Tarefas escritas:
A. Responda com base no trecho:
(i) Segundo Clodovis Boff, com que tipo de problemas a Igreja às vezes parece ocupar-se mais?
(ii) Para Martin Velasco, qual é a primeira exigência imposta pela situação em que o cristão hoje se encontra?
(iii) De acordo com a profecia de Rahner, o que o cristão de amanhã será, caso não deixe de ser cristão?
B. Nos registros, renomeie, por favor, "warehouse structure" para "storage shed" nas linhas entre a que contém "Accessibility service: describe the location of warehouse" e a que contém "0,185 -> 234,263", inclusive. Reproduza somente essas linhas, com todo o resto inalterado.

Trecho:
------------------------------
Ainda bem que, atualmente, a nova gramática existencial gerada pela pós modernidade favorece a redescoberta da espiritualidade. No horizonte do ressurgimento do religioso , a espiritualidade cristã tornou-se uma obrigação para todo batizado. A desilusão pós-moderna com a razão absoluta e a falência de seus ideais utópicos fizeram emergir um novo interesse pela espiritualidade, não só como disciplina teológica, mas especialmente entendida como marca registrada da fé cristã. Não são poucos os teólogos que insistem na necessária superação do divórcio entre teologia e espiritualidade, mostrando como esta separação foi funesta para a fé cristã. Clodovis Boff (1998, p. 321-322), por exemplo, denuncia um déficit espiritual por parte da Igreja que, às vezes, parece ocupar-se mais de problemas burocráticos e administrativos, assumindo um discurso de cunho doutrinário, moralista e disciplinado que de favorecer o real encontro do crente com Deus por meio da experiência cristã. Segundo o teólogo, a preocupação mística ou espiritual não é o forte da instituição. Para Martin Velasco (1993, p. 273), a situação na qual o cristão hoje se encontra impõe, como primeira exigência, a personalização do cristianismo, na qual, aliás, “insistem todos os diagnósticos autorizados sobre o cristianismo na época moderna”. Mas esta percepção não é de hoje. Rahner (1968, p. 20), no século passado, já afirmara: “A coisa primeira e essencial que deve caracterizar a piedade de amanhã é a relação pessoal e imediata com Deus, o que constitui a perene essência da piedade cristã”. O grande teólogo se mostra convencido da necessidade de urgente passagem de um cristianismo recebido como tradição cultural e feito de convicções unânimes a um cristianismo pessoalmente assumido a partir de decisão subjetiva e de convicções pessoais; passagem que não se faz sem o que ele chama de experiência cristã. Tornou-se conhecida sua categórica profecia: “O cristão de amanhã ou será um místico, alguém que experimentou alguma coisa, ou deixará de ser cristão” (RAHNER, 1968, p. 24). Isto quer dizer que será exigida do cristão uma opção por Jesus Cristo alicerçada na experiência pessoal, ou seja, na espiritualidade.
------------------------------
Dados para processamento:
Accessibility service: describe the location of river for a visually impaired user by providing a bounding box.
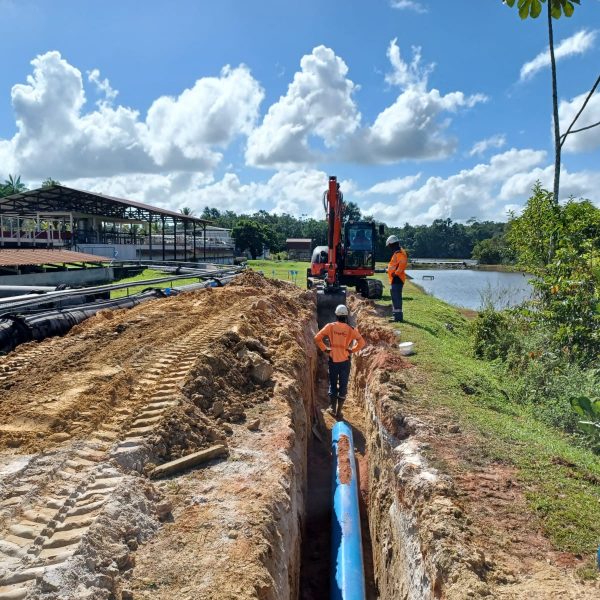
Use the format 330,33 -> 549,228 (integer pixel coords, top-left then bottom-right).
406,269 -> 532,310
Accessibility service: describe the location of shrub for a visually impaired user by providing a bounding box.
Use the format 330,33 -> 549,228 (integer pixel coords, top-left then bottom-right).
471,307 -> 517,360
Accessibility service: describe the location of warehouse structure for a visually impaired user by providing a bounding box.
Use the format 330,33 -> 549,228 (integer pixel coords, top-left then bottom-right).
0,185 -> 234,263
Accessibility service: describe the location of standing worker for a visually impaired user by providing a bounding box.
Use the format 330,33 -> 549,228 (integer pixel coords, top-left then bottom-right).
315,304 -> 365,419
385,235 -> 408,323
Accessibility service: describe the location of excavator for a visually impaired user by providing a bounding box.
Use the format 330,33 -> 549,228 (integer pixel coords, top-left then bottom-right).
306,175 -> 383,324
------------------------------
Resultados do exercício:
A.
(i) De problemas burocráticos e administrativos.
(ii) A personalização do cristianismo.
(iii) Um místico, alguém que experimentou alguma coisa.

B.
Accessibility service: describe the location of storage shed for a visually impaired user by providing a bounding box.
Use the format 330,33 -> 549,228 (integer pixel coords, top-left then bottom-right).
0,185 -> 234,263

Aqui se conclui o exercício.